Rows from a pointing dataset

※

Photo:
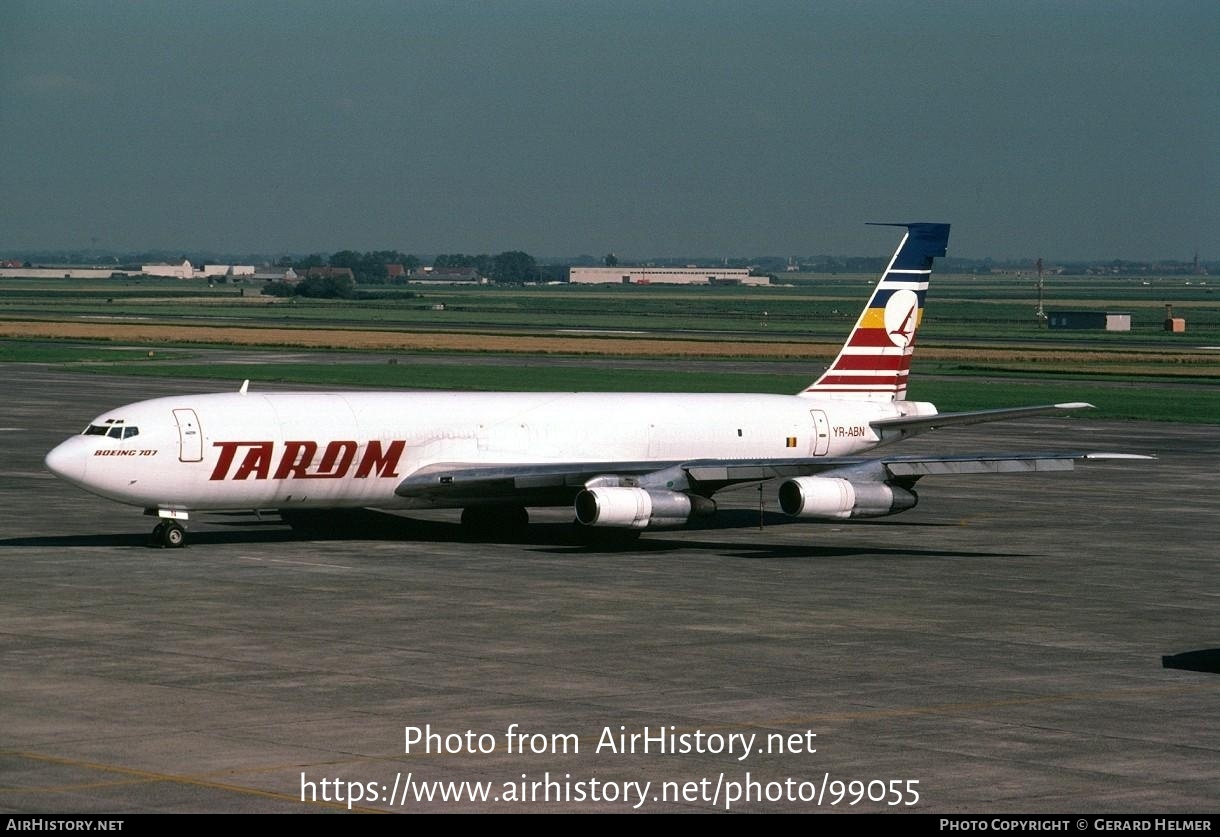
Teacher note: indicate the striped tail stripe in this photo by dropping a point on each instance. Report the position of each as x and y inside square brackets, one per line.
[875, 361]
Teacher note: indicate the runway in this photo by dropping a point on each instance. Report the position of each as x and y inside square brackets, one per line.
[1001, 646]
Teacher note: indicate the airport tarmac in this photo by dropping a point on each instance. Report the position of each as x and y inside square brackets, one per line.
[1001, 646]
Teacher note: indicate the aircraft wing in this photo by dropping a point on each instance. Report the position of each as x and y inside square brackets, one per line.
[527, 483]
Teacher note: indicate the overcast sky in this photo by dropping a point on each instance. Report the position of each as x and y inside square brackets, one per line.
[1064, 129]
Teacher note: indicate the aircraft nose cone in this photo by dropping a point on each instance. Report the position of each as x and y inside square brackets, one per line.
[67, 461]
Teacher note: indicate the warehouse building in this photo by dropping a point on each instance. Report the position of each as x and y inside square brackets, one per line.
[664, 276]
[1108, 321]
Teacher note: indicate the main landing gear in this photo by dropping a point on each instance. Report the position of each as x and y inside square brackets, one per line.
[168, 533]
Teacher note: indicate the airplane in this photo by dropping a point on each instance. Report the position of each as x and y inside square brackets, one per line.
[624, 463]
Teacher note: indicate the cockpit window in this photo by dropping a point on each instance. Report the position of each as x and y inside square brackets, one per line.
[112, 427]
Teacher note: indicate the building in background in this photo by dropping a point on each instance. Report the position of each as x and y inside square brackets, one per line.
[622, 275]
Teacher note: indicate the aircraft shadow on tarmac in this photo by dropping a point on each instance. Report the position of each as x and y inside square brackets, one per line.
[1207, 660]
[552, 537]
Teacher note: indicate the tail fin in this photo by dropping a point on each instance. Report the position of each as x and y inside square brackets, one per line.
[875, 361]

※

**Task brief:**
Arrange the part of the listing above that starts with the line containing "Teacher note: indicate the overcast" and ends with the line containing "[1064, 129]" as a numbered list, leaving out any blank lines. Include both of those lines and nothing outside them.

**Solution:**
1. Teacher note: indicate the overcast sky in this photo by dropping a point on each instance. Report the position of each as x and y inside square brackets, one per line.
2. [1064, 129]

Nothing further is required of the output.